• **EXERCISE REQUIREMENTS**
A - Answer these questions using the article on Hernandez's food businesses:
(i) For how many years have Hernandez's brother and brother's wife run True Flavors?
(ii) Who supplies the corn ground at Hernandez's commissary?
(iii) In what year did the UNESCO Creative Cities Network name San Antonio a Creative City of Gastronomy?
B - From the article on Hernandez's food businesses, set down the passage starting at "True Flavors catering" and ending at "almost 30 years.".

• **DOCUMENT EXTRACT**
True Flavors catering
“That was my first business, True Flavors,” Hernandez said, adding that his brother and brother’s wife have run the catering company for the last eight of its almost 30 years.
True Flavors provides food service to the Henry B. González Convention Center, having partnered early on with Rosemary’s Catering, now part of The RK Group.
“Catering is more than half of my business … and people don’t know that,” he said.
Margaritas and tortillas
During the pandemic, Hernandez added a mobile service to his portfolio with La Gloria-branded food trucks serving margaritas. He also partnered with H-E-B to supply customers with pre-packaged fresh foods from his restaurants.
The trucks are still operational for private events but the H-E-B meal project has been phased out. After the coming spring and Fiesta seasons, Hernandez said he plans to reevaluate the booze truck business. He’s currently in talks with H-E-B to supply seasonal items such as tamales and tortilla chips.
Though not open to the public, Hernandez also owns a commissary with a mill where workers grind the corn for the tortillas used in his restaurants. “We buy it locally, working with local families and farmers from Castroville,” he said.
La Villita eateries
In August, a city panel gave conceptual approval for plans to build a Mexican restaurant that would be built on the south edge of Maverick Plaza in La Villita and a smaller restaurant in the historic Faville House.
Both restaurants are part of a partnership between the City of San Antonio and Hernandez. The restaurants would be a showcase for San Antonio’s culinary legacy, recognized in 2017 by the UNESCO Creative Cities Network, which named San Antonio as a Creative City of Gastronomy, raising the city’s profile as a foodie destination.
“It’s going to take what Texas is and what Mexico del Norte is and it’s going to be a concept based on those food influences that shape San Antonio,” he said.
Construction was scheduled to start in October 2020. Again, the pandemic changed those plans.
Now with COVID-19 subsiding, road construction is set to start on South Alamo Street, further delaying the start date on restaurants in Maverick Plaza, Hernandez said. He is unwilling to take the risk to move forward until he knows the exact timeline for the road project.
Instead, because Hernandez is a host chef for the U.S. Travel Association’s annual conference for travel planners in May 2023, he is planning to host a food-focused event in La Villita for conference attendees.

(Point-per-instance localization data)
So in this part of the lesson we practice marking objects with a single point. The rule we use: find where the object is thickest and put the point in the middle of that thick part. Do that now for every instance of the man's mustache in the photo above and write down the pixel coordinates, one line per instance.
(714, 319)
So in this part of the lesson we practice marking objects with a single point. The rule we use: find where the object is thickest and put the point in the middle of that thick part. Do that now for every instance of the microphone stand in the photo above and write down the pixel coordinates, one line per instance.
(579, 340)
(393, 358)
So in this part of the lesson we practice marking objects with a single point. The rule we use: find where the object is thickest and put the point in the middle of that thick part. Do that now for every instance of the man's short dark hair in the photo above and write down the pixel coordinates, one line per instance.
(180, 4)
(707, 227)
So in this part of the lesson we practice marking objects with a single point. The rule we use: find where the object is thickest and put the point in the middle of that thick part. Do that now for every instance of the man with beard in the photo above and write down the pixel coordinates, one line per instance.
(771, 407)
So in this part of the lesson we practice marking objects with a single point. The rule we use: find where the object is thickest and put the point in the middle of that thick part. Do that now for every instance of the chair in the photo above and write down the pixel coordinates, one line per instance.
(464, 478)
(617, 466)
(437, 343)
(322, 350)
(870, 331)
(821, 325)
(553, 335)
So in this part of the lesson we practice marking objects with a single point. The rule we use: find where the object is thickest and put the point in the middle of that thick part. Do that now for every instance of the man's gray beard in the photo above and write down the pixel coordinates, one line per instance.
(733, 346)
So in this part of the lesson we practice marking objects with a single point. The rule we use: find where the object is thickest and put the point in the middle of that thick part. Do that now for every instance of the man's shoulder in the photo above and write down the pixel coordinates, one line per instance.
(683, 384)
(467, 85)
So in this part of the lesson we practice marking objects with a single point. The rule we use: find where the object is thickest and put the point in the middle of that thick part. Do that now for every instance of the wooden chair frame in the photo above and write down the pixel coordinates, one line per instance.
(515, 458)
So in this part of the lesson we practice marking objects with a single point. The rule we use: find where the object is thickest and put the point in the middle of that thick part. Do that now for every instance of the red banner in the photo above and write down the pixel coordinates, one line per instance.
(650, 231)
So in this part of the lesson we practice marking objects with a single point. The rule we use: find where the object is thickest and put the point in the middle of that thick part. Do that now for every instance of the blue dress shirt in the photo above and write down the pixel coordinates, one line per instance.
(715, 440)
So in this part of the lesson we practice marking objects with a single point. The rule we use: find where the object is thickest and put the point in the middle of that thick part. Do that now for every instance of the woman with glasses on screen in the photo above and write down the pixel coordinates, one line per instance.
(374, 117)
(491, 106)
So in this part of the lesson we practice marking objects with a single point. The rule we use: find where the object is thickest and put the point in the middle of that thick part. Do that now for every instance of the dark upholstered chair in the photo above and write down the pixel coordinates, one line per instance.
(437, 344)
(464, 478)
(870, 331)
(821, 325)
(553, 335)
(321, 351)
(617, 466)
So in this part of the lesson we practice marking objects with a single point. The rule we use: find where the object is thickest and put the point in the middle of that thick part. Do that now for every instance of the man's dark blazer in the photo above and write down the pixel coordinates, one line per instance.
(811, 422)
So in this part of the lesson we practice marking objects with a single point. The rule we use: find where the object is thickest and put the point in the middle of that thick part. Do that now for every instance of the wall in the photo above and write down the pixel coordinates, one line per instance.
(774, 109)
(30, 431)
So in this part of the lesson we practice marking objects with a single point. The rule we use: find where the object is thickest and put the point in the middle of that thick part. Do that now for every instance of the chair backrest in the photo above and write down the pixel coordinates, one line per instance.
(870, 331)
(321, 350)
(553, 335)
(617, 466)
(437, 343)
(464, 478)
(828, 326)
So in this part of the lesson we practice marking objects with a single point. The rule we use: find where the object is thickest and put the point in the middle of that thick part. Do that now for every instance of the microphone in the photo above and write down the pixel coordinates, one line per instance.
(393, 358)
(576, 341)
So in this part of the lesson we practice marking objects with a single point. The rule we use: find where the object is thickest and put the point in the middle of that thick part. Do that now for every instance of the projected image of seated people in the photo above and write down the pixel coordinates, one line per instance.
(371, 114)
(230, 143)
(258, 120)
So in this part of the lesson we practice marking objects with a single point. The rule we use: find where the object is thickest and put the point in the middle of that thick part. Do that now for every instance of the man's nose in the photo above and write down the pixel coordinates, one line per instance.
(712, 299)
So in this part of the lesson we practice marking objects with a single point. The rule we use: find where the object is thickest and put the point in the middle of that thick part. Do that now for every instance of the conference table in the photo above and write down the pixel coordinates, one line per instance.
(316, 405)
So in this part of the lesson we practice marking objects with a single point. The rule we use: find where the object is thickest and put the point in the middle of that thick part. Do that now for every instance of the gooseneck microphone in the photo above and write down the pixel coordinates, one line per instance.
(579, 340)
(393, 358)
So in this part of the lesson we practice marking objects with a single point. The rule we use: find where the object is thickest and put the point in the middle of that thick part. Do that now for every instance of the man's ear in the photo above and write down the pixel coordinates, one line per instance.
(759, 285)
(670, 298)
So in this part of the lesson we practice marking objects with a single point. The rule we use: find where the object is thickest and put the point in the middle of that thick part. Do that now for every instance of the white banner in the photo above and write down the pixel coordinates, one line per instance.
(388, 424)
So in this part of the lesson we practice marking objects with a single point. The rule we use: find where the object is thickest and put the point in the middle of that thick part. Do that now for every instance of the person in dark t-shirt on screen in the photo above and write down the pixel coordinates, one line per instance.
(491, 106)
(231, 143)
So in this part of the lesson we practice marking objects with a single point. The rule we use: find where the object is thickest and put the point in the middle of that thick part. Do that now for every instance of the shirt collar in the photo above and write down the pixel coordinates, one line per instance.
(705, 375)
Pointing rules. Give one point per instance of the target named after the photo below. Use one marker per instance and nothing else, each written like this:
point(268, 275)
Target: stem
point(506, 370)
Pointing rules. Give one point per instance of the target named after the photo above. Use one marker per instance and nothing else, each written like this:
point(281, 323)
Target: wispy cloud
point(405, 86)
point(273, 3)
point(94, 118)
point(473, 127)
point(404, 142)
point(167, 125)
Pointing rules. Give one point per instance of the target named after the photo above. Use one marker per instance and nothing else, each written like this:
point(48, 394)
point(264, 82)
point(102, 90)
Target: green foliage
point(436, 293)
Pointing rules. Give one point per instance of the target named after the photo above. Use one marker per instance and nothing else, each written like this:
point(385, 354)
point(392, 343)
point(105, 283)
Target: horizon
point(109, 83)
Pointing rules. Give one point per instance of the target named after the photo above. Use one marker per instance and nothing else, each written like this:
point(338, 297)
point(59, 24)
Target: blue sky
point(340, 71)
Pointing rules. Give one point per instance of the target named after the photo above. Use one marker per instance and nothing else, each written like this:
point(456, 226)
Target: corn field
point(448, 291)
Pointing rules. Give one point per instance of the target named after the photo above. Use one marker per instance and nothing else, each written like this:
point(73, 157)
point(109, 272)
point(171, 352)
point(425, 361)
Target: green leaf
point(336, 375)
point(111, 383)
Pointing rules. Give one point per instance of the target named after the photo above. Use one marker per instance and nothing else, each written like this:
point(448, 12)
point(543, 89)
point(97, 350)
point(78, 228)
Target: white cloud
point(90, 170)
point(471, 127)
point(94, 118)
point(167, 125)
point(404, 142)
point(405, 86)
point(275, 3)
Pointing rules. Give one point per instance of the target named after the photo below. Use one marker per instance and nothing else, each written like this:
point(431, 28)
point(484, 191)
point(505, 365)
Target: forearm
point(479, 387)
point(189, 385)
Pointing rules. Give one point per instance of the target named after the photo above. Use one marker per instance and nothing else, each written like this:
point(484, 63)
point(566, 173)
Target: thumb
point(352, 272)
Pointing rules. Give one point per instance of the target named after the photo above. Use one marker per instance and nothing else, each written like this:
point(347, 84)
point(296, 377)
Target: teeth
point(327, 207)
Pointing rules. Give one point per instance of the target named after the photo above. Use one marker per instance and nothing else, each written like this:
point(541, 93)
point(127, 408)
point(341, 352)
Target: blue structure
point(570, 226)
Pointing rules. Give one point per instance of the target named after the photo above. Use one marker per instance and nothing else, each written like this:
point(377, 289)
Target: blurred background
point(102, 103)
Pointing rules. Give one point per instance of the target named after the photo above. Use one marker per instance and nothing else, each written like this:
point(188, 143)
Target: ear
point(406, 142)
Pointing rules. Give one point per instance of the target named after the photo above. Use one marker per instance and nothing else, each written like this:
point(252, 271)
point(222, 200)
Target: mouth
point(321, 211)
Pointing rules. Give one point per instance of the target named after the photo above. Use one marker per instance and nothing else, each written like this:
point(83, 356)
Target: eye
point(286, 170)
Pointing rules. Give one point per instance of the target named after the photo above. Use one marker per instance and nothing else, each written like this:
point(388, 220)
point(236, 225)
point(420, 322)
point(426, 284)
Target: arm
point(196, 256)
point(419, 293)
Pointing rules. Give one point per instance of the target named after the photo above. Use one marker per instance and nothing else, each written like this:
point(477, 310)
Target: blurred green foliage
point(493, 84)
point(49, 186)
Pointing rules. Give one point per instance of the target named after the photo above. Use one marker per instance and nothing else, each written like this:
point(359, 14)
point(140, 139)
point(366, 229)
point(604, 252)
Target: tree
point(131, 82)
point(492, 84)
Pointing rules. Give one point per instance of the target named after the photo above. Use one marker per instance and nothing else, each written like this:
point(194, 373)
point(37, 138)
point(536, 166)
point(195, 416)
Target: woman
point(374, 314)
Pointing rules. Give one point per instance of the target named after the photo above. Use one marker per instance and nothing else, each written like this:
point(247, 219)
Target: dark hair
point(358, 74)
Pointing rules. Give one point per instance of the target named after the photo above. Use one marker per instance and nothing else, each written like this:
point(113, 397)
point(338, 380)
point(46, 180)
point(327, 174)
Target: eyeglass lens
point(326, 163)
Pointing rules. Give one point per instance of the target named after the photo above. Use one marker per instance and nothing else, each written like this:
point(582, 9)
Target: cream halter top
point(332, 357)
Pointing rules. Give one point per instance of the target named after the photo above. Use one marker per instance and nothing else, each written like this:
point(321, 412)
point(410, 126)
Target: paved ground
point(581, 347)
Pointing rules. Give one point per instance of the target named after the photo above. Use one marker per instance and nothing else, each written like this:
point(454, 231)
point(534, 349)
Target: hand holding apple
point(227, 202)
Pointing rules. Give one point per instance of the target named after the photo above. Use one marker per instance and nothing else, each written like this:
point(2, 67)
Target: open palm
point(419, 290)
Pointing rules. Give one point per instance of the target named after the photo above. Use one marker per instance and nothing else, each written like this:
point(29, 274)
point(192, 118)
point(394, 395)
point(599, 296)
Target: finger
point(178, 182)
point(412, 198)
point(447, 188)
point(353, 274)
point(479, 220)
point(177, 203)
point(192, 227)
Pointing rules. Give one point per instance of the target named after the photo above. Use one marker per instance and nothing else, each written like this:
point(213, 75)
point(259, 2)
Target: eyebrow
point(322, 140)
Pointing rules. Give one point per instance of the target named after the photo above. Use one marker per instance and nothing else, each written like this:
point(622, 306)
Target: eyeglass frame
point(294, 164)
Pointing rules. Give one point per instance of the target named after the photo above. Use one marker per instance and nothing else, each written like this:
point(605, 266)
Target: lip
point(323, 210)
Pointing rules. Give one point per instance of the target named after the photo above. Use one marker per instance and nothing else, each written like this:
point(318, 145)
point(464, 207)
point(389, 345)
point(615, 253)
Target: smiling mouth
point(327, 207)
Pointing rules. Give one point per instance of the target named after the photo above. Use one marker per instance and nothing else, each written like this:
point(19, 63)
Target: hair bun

• **OUTPUTS IN ORDER**
A -
(i) Eight years
(ii) Local families and farmers from Castroville
(iii) 2017

B -
True Flavors catering
“That was my first business, True Flavors,” Hernandez said, adding that his brother and brother’s wife have run the catering company for the last eight of its almost 30 years.